**Exercise A:**
In the SEPTA transfer-fee article:
(i) By when is SEPTA expected to propose changes to its fare structure?
(ii) What total fare does the 2019 Pew Trust report give for a SEPTA Key trip with a transfer?
(iii) What low is bus ridership said to be nearing?
**Exercise B:**
Which cities does the SEPTA transfer-fee article list as having an equivalent trip with a transfer that costs less than SEPTA's?

**Extracted text:**
===============

Every rider should be able to access the whole city on one fare.

SEPTA buses on Erie Ave. on Oct. 29, 2019
SEPTA buses on Erie Ave. on Oct. 29, 2019Read moreCHARLES FOX / Staff Photographer

Last week, dozens of advocates from various groups packed SEPTA’s board meeting to send a unified message. They went to tell SEPTA there’s one policy change that would immediately improve the customer experience, enhance equity within the system, and lay the groundwork for an efficient, robust transit network: Eliminate the burdensome cost of transferring from one public transit vehicle to another.

After three years of advocacy from 5th Square, our focus on winning free transfers for every rider is coming to a critical point. SEPTA is expected to propose changes to its fare structure by the end of March, and we want to see it commit to abolishing this counterproductive penalty once and for all.

When SEPTA charges a fee to transfer, that’s an unfair burden for all whose homes aren’t on the same route as their job, family, school, grocery store, doctor’s office, or place of worship. Instead of enabling riders to use SEPTA as a true network, we have a fragmented system where countless riders stay on longer bus trips because they can’t afford the transfer fee.

The transfer fee is a penalty. It is outdated, a legacy rule when public transit was split among multiple private operators. That’s why nearly every peer agency across the country has already eliminated them. A 2019 Pew Trust report found that even while paying a “discounted” fare with SEPTA Key, the $3 total fare for a trip with transfer is higher than the equivalent trip in other major cities: Los Angeles, Boston, San Francisco, New York, and Chicago.

The transfer penalty hurts the poor. The Pew report also found that the transfer penalty disproportionately affects low-income riders in North and West Philly. It especially hurts commuters who work outside Center City and University City, because they are more likely to be dependent on SEPTA to get to those jobs.

The transfer penalty is burdensome for families. Councilmember Kendra Brooks pointed out during her campaign that in a city where young children are required to pay full fares, paying extra to transfer means it can actually be cheaper for families to hail an Uber or a Lyft than to take transit.

In contrast, free transfers will improve ridership. With bus ridership in free fall over the last four years, nearing a 20-year low, SEPTA needs to take immediate action to turn things around. Free transfers allow for a more efficient system; this is crucial in light of SEPTA’s upcoming Comprehensive Bus Network Redesign. Those long, redundant bus routes designed for a one-seat ride also cost a lot for SEPTA to operate. They are existing resources that could be reallocated to improve bus service to underserved neighborhoods around the city, feeding into faster subway/El service and dependable crosstown routes.

===============

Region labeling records
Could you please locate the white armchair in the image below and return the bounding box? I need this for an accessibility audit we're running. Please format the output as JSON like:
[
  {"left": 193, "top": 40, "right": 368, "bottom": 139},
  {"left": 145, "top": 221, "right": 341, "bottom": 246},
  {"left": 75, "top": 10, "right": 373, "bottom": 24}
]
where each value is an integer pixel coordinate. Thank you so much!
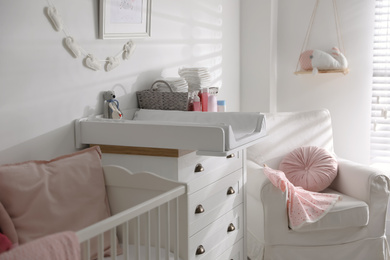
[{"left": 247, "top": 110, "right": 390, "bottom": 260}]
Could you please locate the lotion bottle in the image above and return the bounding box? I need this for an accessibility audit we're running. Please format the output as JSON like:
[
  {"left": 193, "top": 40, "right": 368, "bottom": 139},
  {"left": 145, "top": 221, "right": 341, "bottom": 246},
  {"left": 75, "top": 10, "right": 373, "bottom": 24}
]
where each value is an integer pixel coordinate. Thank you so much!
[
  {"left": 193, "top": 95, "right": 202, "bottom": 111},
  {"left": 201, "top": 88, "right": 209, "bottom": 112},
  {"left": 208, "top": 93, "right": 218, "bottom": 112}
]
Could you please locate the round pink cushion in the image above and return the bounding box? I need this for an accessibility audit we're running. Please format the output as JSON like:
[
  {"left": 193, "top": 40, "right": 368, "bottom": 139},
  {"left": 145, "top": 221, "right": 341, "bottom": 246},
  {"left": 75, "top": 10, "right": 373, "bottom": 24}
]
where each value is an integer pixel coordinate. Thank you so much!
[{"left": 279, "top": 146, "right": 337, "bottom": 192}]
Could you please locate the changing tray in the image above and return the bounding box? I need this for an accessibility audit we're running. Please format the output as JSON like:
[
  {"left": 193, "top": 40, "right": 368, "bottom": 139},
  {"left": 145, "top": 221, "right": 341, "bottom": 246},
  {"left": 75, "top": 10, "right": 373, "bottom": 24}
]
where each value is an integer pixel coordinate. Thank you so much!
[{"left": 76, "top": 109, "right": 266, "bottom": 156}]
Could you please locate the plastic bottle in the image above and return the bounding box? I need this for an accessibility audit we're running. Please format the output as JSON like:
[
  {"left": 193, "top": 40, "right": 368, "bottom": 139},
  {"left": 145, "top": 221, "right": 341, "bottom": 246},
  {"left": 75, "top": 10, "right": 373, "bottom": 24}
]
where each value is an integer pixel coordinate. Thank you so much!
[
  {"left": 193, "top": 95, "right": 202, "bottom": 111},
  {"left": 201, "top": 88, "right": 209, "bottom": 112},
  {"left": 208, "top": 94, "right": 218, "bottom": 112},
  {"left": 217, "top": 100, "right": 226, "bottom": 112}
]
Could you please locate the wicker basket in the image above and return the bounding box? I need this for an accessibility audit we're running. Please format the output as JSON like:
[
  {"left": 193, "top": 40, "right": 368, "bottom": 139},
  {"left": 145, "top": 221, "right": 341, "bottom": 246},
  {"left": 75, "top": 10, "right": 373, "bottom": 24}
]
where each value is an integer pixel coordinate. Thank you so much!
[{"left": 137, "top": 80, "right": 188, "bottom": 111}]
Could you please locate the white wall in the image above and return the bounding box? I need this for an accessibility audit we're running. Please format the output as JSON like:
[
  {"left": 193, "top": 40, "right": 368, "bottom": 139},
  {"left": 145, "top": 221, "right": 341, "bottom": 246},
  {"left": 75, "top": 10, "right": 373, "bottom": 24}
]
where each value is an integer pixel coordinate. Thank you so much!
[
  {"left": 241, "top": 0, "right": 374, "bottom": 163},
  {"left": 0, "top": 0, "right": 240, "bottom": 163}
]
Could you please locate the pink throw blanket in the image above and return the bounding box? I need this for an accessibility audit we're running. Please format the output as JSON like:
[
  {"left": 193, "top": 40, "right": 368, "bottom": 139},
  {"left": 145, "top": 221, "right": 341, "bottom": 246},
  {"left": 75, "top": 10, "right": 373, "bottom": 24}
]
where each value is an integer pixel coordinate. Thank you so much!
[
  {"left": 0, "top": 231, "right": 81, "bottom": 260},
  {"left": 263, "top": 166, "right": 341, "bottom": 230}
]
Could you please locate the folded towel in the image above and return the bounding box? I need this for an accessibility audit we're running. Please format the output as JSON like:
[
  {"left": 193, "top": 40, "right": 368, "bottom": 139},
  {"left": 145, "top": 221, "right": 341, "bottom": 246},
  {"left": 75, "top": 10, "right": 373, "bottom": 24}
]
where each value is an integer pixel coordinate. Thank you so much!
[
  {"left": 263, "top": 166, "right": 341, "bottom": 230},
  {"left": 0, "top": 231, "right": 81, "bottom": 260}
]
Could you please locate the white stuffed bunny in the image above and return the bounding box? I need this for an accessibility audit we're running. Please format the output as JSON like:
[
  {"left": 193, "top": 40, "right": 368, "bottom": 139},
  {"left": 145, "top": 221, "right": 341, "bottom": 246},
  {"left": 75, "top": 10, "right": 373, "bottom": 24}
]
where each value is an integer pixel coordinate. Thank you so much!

===============

**Worked solution A:**
(i) By the end of March.
(ii) $3.
(iii) A 20-year low.

**Worked solution B:**
Los Angeles, Boston, San Francisco, New York, and Chicago.